**Aim of the exercise**
Could you put the lines of the records below into a JSON list of strings, one string per line, leaving out any blank lines? Begin at the line that contains "[tag] striped pillow: a pin per instance", include it, and continue through the final line of the records.

Collected data entries
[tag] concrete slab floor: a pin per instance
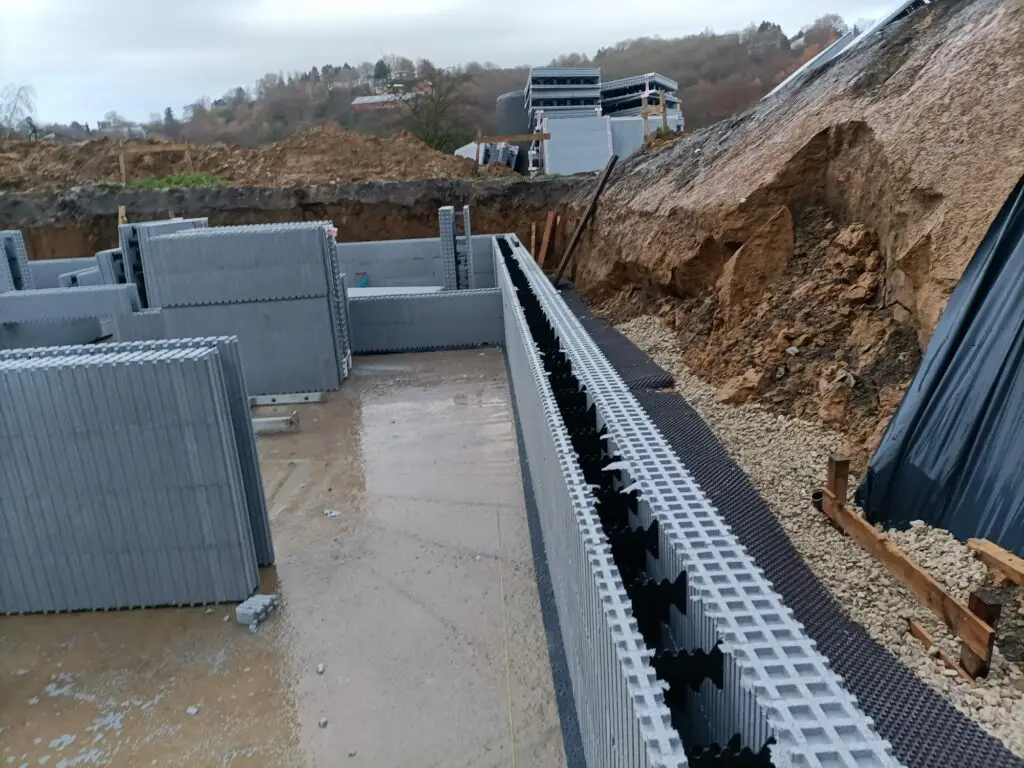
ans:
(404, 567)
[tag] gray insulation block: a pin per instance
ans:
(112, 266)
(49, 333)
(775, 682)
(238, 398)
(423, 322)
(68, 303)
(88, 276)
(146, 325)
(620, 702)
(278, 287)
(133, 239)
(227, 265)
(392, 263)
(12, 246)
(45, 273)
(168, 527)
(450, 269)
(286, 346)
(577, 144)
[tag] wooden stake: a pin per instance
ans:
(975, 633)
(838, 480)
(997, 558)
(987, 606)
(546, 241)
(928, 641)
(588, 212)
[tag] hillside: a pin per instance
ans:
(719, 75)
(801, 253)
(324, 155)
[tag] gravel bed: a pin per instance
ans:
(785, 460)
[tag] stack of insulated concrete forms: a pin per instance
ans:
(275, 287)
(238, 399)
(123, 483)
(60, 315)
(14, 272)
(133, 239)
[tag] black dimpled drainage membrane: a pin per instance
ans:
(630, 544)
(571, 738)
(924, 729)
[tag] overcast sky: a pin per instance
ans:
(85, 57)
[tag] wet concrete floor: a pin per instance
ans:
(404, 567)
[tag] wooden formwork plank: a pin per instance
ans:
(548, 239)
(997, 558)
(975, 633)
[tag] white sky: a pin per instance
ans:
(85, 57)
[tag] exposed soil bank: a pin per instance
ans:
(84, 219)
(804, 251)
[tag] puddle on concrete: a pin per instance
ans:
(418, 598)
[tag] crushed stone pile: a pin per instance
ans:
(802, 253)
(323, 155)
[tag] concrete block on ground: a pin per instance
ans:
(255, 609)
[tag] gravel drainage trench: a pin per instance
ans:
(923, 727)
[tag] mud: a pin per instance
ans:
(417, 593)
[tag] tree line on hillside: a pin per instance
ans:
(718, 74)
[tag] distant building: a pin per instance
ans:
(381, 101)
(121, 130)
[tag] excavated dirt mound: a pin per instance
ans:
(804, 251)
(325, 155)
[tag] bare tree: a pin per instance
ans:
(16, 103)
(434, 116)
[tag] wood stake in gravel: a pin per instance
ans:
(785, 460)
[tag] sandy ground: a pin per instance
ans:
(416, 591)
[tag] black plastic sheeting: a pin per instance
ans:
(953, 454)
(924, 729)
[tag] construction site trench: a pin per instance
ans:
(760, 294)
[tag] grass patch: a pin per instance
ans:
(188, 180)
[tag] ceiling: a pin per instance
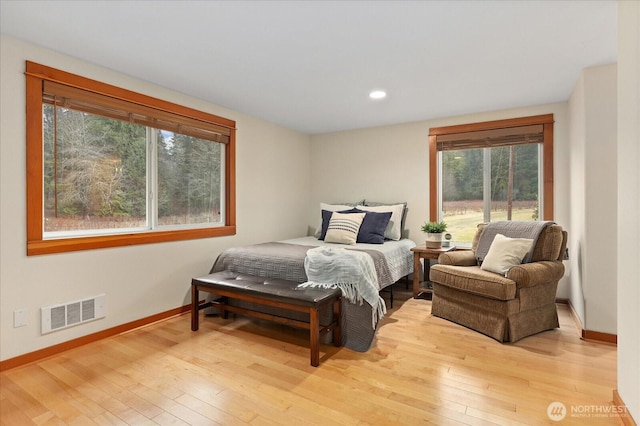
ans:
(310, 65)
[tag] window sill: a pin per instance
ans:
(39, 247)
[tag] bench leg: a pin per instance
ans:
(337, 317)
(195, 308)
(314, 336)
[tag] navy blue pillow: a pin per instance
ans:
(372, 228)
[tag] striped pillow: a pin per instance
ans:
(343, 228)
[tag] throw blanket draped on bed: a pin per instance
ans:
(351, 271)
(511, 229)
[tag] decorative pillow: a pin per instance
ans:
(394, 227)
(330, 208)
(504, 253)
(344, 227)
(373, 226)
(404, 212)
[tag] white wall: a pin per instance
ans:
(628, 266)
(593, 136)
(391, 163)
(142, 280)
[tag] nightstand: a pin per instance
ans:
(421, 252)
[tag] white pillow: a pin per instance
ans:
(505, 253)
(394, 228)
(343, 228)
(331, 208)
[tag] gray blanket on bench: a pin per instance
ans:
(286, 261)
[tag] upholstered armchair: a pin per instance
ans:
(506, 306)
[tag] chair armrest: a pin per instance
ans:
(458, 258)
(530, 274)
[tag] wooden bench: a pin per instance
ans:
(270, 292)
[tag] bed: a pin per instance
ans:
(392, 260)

**Solution for this exercise**
[
  "[tag] striped pillow: a pin per instance",
  "ans:",
  "(343, 228)",
  "[tag] throw blanket draped on bed: a pin per instance",
  "ans:",
  "(351, 271)",
  "(511, 229)",
  "[tag] decorative pillow: a pin per instance",
  "ans:",
  "(394, 227)",
  "(330, 208)",
  "(504, 253)",
  "(344, 227)",
  "(373, 226)",
  "(404, 212)",
  "[tag] white wall: a pin per instance",
  "ans:",
  "(628, 266)",
  "(593, 136)",
  "(391, 163)",
  "(142, 280)",
  "[tag] nightstand: a pin per instance",
  "ans:",
  "(421, 252)",
  "[tag] white pillow: a pin per instance",
  "ans:",
  "(505, 253)",
  "(394, 228)",
  "(343, 228)",
  "(331, 208)",
  "[tag] gray blanket on bench: a pin per instance",
  "ans:",
  "(286, 261)",
  "[tag] upholstered armchair: a pin per instance",
  "ans:",
  "(506, 306)",
  "[tag] chair armrest: a pin per instance",
  "ans:",
  "(458, 258)",
  "(530, 274)",
  "[tag] wooden bench: a pin per instance",
  "ans:",
  "(270, 292)",
  "[tag] bed: a pin per instance",
  "ans:",
  "(392, 260)"
]